◆ Your instructions: Leave out the pictures and reproduce all of the data exactly.

◆ Entries:
--

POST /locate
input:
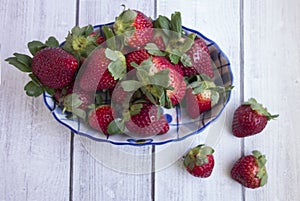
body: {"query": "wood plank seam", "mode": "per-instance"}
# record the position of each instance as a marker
(242, 95)
(153, 146)
(71, 178)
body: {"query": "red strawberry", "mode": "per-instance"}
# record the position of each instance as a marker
(83, 96)
(95, 75)
(186, 71)
(54, 67)
(250, 171)
(137, 56)
(136, 22)
(144, 122)
(99, 38)
(157, 39)
(201, 97)
(250, 118)
(118, 95)
(199, 161)
(201, 62)
(101, 117)
(176, 80)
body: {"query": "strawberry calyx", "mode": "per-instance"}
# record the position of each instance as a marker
(72, 103)
(260, 109)
(197, 156)
(151, 82)
(124, 22)
(80, 42)
(204, 85)
(177, 43)
(117, 66)
(262, 172)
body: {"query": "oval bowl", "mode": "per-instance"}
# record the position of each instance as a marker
(181, 127)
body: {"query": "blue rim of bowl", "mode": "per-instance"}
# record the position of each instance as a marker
(143, 142)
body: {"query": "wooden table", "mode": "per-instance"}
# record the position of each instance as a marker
(41, 160)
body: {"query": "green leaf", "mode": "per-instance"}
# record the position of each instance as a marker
(174, 58)
(154, 50)
(131, 85)
(162, 22)
(176, 24)
(186, 60)
(35, 79)
(264, 179)
(14, 61)
(117, 69)
(32, 89)
(111, 54)
(79, 113)
(50, 91)
(161, 78)
(214, 97)
(117, 126)
(52, 42)
(135, 109)
(109, 36)
(24, 59)
(35, 46)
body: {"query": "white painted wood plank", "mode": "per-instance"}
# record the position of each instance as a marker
(219, 21)
(34, 148)
(272, 41)
(95, 176)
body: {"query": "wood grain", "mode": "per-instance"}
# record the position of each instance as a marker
(96, 176)
(34, 148)
(272, 72)
(219, 21)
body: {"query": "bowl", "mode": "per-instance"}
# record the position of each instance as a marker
(181, 126)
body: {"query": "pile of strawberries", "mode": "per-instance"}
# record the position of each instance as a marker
(144, 65)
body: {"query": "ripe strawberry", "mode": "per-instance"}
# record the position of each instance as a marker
(250, 118)
(202, 95)
(175, 79)
(250, 171)
(54, 67)
(83, 96)
(118, 95)
(101, 117)
(144, 120)
(157, 39)
(199, 161)
(200, 57)
(136, 22)
(137, 56)
(95, 74)
(99, 39)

--

◆ Written reply:
POST /locate
input:
body: {"query": "wood plank seam", "mode": "per-instance"}
# record the position of each instance as a marker
(242, 95)
(153, 146)
(71, 178)
body: {"query": "red strawberry", "mode": "per-instance"}
# record the position of each instance as a marker
(83, 96)
(95, 75)
(186, 71)
(54, 67)
(250, 171)
(137, 56)
(136, 22)
(144, 122)
(99, 38)
(157, 39)
(201, 97)
(250, 118)
(118, 95)
(199, 161)
(201, 62)
(101, 117)
(176, 80)
body: {"query": "strawberry calyx", "mode": "per-instance"}
# record the position of each instance as a marker
(72, 103)
(260, 109)
(197, 156)
(151, 82)
(124, 22)
(80, 42)
(204, 85)
(177, 43)
(117, 66)
(262, 172)
body: {"query": "oval bowl", "mode": "per-instance"}
# record the position of each instance as a marker
(181, 127)
body: {"query": "blue rim of bowl", "mode": "per-instance"}
# record the position of each instance as a marker
(143, 142)
body: {"query": "wooden table", "mode": "per-instance"}
# record the position of each instance as a marker
(41, 160)
body: {"query": "green leaf", "mode": "per-instance"}
# record the position of each instance as a marker
(174, 58)
(154, 50)
(131, 85)
(162, 22)
(176, 24)
(186, 60)
(35, 79)
(264, 179)
(14, 61)
(117, 69)
(32, 89)
(111, 54)
(79, 113)
(50, 91)
(161, 78)
(214, 97)
(117, 126)
(52, 42)
(135, 109)
(109, 36)
(24, 59)
(35, 46)
body: {"query": "white painted wood plank", "mode": "per-instance"}
# record the position of each instance as a marker
(219, 21)
(34, 148)
(272, 41)
(95, 176)
body: {"query": "wood grain", "mode": "per-instance"}
# record the position of each instance as a marker
(96, 176)
(34, 148)
(272, 72)
(219, 21)
body: {"query": "bowl", "mode": "per-instance"}
# record the position of each instance as a marker
(181, 126)
body: {"query": "pile of strawberries", "mode": "per-instance"}
# record the position of each instance as a marker
(144, 65)
body: {"query": "ripe strawberry", "mode": "per-instance"}
# record the position of each instance as a marker
(250, 118)
(202, 95)
(175, 79)
(250, 171)
(54, 67)
(83, 96)
(118, 95)
(101, 117)
(144, 120)
(157, 39)
(199, 161)
(200, 57)
(136, 22)
(137, 56)
(95, 74)
(99, 39)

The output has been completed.